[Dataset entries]
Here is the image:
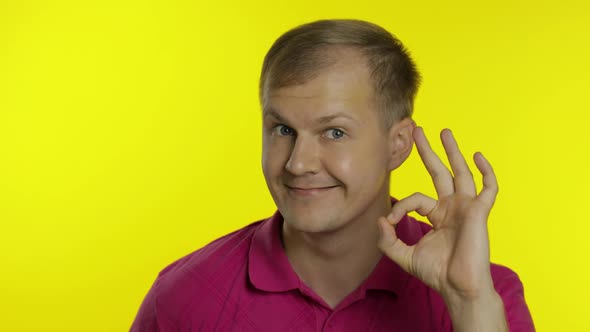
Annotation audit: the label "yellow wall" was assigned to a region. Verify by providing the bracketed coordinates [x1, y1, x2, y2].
[0, 0, 590, 331]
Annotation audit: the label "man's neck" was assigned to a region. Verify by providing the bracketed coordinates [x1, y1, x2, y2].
[282, 192, 391, 308]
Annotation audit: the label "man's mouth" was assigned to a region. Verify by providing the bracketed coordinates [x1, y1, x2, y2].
[286, 186, 338, 196]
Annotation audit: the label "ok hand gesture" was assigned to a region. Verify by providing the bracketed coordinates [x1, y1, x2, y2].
[379, 127, 498, 304]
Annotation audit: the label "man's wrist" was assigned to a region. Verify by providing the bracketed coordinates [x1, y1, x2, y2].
[443, 288, 508, 332]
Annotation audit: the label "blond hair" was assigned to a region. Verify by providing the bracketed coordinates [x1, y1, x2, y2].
[259, 19, 421, 128]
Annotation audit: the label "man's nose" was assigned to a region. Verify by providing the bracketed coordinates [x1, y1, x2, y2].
[285, 136, 321, 176]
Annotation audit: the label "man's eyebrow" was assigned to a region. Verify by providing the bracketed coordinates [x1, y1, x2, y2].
[262, 107, 287, 122]
[263, 107, 358, 124]
[317, 112, 358, 124]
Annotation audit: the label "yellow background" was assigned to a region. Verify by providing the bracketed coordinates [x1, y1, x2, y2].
[0, 0, 590, 331]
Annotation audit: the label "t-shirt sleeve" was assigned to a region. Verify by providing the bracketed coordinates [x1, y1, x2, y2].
[129, 278, 177, 332]
[492, 265, 535, 332]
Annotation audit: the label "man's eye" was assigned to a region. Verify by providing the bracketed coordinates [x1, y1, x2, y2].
[326, 128, 344, 139]
[273, 125, 295, 136]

(Your goal) Format all of the lines above as a JSON list of strings, one string per line, with blank lines omitted. Leave the pictures out of the list.

(Answer to this exercise)
[
  "Here is the image:",
  "Annotation audit: the label \"yellow wall\" was assigned to a region. Verify by providing the bracketed coordinates [x1, y1, x2, y2].",
  "[0, 0, 590, 331]",
  "Annotation audit: the label \"man's neck\" was assigned to a region. Verify by providing the bracketed coordinates [x1, y1, x2, y2].",
  "[282, 192, 391, 308]",
  "Annotation audit: the label \"man's mouth\" was assigned to a region. Verify by providing the bracketed coordinates [x1, y1, x2, y2].",
  "[286, 186, 338, 196]",
  "Annotation audit: the label \"ok hand gesture\" was assigned to a region. Verify by providing the bracketed coordinates [x1, y1, x2, y2].",
  "[379, 127, 498, 304]",
  "Annotation audit: the label \"man's wrist\" was assigned to a region. Verify by providing the bracketed coordinates [x1, y1, x2, y2].",
  "[443, 288, 508, 332]",
  "Annotation audit: the label \"blond hair\" was assigned to a region. Verify by providing the bracketed coordinates [x1, y1, x2, y2].",
  "[259, 19, 421, 128]",
  "Annotation audit: the label \"man's nose\" was assigned to a region. Verify by providing the bracketed coordinates [x1, y1, x2, y2].",
  "[285, 136, 321, 176]",
  "Annotation audit: the label \"man's eyebrow\" was assigned to a region. Verify by providing the bracketed coordinates [x1, y1, x2, y2].",
  "[262, 107, 287, 122]",
  "[263, 107, 358, 124]",
  "[317, 112, 358, 124]",
  "Annotation audit: the label \"yellow background\" was assigned to a region. Verify by providing the bracketed coordinates [x1, y1, x2, y2].",
  "[0, 0, 590, 331]",
  "Annotation audit: the label \"t-shirt sleeve\" was assigned to a region. Verify by providing the bracketed coordinates [x1, y1, x2, y2].",
  "[129, 278, 177, 332]",
  "[492, 265, 535, 332]",
  "Annotation audit: the label \"man's eye\" was assigned to a region. Verify by providing the bracketed coordinates [x1, y1, x2, y2].",
  "[326, 128, 344, 139]",
  "[273, 125, 295, 136]"
]